- EXERCISE TASK -
Reproduce word for word the portion of the text on the song "La Pollera Colorá" that begins with the words containing "- In its list of the ten" and ends with "orchestra at No. 5.".

- QUOTED PASSAGE -
"""
Song
- Genre: Cumbia
- Songwriter: Juan Madera Castro/Wilson Choperena

= La Pollera Colorá =

"La Pollera Colorá" ("Red Pollera") is a Colombian cumbia song. It was composed in 1960 as an instrumental by clarinetist Juan Madera Castro. Singer-songwriter Wilson Choperena composed the lyrics in 1962.

==Rankings==
It has been rated as one of the best Colombian songs of all time by multiple media sources:

- In its list of the ten most iconic Colombian songs, El Nuevo Siglo, rated La Pollera Colorá at No. 1.

- In its list of the 50 best Colombian songs of all time, El Tiempo, Colombia's most widely circulated newspaper, ranked the version of the song recorded by Wilson Choperena with the Pedro Salceo orchestra at No. 5.

- In its list of the top ten Colombian songs, El Heraldo rated Colombia Tierra Querida at No. 7.

- Viva Music Colombia rated the song No. 10 on its list of the 100 most important Colombian songs of all time.
"""
- SUPPLIED INFORMATION -
"""
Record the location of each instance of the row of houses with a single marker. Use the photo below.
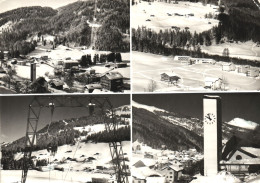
(189, 60)
(245, 69)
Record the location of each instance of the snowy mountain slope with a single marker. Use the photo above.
(148, 108)
(241, 123)
(237, 126)
(152, 129)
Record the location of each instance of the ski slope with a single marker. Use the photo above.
(162, 16)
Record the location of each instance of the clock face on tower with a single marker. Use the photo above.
(210, 118)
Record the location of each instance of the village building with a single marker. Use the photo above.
(240, 160)
(202, 61)
(228, 67)
(92, 87)
(68, 64)
(213, 83)
(183, 59)
(145, 162)
(171, 173)
(148, 155)
(136, 147)
(57, 84)
(146, 175)
(243, 69)
(170, 77)
(253, 72)
(112, 81)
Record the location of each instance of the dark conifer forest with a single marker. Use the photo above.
(69, 24)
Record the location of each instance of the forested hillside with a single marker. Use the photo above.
(155, 131)
(63, 132)
(70, 24)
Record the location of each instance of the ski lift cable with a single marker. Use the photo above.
(52, 112)
(70, 162)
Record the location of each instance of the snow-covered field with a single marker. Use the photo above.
(238, 122)
(148, 67)
(73, 170)
(245, 50)
(12, 4)
(149, 108)
(162, 16)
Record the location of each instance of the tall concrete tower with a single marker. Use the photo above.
(212, 134)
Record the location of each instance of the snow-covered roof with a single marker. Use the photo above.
(174, 167)
(252, 161)
(113, 75)
(147, 162)
(211, 79)
(93, 86)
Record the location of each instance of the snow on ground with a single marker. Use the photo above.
(14, 176)
(149, 108)
(41, 69)
(158, 12)
(92, 129)
(238, 122)
(80, 151)
(246, 50)
(13, 4)
(147, 67)
(6, 26)
(222, 177)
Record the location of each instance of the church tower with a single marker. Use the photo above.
(212, 134)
"""
- REPLY TO THE EXERCISE -
- In its list of the ten most iconic Colombian songs, El Nuevo Siglo, rated La Pollera Colorá at No. 1.

- In its list of the 50 best Colombian songs of all time, El Tiempo, Colombia's most widely circulated newspaper, ranked the version of the song recorded by Wilson Choperena with the Pedro Salceo orchestra at No. 5.